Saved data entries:
↓

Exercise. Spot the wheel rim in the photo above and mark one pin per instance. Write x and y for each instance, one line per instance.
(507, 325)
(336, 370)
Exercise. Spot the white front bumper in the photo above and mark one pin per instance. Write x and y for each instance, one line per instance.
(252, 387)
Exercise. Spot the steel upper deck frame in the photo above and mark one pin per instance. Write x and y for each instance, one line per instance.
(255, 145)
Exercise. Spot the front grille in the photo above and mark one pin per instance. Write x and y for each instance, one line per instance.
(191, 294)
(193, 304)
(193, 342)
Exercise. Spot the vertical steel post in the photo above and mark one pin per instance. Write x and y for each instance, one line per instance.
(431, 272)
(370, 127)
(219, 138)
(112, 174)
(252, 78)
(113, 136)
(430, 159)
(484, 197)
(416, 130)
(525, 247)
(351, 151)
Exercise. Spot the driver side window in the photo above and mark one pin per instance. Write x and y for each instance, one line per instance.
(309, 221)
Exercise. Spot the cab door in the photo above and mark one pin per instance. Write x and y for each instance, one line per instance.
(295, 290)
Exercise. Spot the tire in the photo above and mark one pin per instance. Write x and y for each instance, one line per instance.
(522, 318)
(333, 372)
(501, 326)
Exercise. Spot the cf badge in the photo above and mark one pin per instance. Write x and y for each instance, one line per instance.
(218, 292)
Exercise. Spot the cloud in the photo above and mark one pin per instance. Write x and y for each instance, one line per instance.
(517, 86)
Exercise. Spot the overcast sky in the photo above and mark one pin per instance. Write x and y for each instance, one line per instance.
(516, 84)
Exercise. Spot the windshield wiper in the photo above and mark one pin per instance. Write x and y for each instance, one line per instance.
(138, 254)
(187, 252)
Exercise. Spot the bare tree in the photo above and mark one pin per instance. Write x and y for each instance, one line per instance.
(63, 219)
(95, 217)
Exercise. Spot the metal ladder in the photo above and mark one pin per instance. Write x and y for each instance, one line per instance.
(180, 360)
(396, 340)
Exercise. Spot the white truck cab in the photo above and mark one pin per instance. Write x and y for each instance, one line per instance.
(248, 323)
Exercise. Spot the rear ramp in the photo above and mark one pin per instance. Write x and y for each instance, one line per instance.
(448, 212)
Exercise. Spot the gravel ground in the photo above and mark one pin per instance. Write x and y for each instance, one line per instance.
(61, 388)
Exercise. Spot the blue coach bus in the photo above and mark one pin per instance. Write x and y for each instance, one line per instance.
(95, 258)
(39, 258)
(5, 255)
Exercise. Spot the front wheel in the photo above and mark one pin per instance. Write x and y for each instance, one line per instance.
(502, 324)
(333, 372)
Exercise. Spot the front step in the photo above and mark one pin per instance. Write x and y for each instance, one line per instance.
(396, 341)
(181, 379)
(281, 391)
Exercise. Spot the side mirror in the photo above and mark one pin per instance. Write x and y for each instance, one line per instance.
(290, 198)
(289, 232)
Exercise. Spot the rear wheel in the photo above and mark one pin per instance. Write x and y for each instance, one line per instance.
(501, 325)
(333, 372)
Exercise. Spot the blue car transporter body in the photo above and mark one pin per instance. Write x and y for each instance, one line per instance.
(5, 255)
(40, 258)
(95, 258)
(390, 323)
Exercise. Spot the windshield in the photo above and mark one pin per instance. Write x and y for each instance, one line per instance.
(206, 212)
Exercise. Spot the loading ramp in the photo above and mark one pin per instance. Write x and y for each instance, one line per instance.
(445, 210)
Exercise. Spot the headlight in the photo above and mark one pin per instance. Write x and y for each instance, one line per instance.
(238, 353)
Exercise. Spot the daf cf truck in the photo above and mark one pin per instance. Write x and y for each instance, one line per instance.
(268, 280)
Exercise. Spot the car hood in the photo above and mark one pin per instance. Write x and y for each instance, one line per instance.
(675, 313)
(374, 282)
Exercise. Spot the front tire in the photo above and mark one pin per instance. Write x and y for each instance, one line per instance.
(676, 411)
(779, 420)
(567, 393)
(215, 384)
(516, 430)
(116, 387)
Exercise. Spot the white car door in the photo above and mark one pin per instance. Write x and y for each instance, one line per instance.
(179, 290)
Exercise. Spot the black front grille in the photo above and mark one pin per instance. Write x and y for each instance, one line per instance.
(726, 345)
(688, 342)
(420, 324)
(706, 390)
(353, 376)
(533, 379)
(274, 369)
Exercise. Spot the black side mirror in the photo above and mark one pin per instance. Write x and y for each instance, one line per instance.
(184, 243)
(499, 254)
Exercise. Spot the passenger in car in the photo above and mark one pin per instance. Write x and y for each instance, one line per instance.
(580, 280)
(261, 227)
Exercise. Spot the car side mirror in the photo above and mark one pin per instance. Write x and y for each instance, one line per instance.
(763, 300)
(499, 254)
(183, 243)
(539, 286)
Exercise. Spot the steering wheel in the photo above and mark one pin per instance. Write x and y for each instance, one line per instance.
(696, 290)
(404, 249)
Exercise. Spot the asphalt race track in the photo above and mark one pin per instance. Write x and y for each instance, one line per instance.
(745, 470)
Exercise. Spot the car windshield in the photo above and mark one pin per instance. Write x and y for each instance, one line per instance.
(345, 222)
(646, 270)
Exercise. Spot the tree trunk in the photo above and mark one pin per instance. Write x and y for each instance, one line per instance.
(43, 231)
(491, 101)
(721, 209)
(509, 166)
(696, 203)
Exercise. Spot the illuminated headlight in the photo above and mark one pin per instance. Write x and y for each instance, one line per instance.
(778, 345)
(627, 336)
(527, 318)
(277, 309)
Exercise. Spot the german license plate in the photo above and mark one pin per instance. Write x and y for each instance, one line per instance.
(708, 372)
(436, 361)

↑

→ GIVEN TASK
Locate the line that contains "Exercise. Spot the car side", then please quote it and every line after it to the end of the entries above, exactly and with nothing else.

→ EXERCISE ANSWER
Exercise. Spot the car side mirror in the photo above and mark one pin per instance. Write x and y for each instance, one line per instance.
(763, 300)
(499, 254)
(183, 243)
(539, 286)
Exercise. Spot the steering wheel in the photo above and mark one pin per instance. Write x and y for each instance, one line per instance.
(696, 290)
(404, 249)
Exercise. Spot the asphalt race track in the photo above and mark one pin per instance. Write x and y for each instance, one line per instance.
(745, 470)
Exercise. Spot the car windshield in the photo above and mark one pin per instance. Write x and y for each instance, one line per instance.
(345, 222)
(646, 270)
Exercise. Spot the tree trunk in the photo above and mark one pin per instance. Write x and y for each instance, one line per instance.
(43, 231)
(491, 101)
(721, 209)
(509, 166)
(696, 203)
Exercise. Spot the illuminated headlight in the photo above and mark one pin per instance. Write x and y for each instance, one line per instance.
(778, 345)
(627, 336)
(527, 318)
(277, 309)
Exercise. Spot the german license plate in the photo above and mark one pin per instance. Write x and y for each instance, one line per instance.
(708, 372)
(436, 361)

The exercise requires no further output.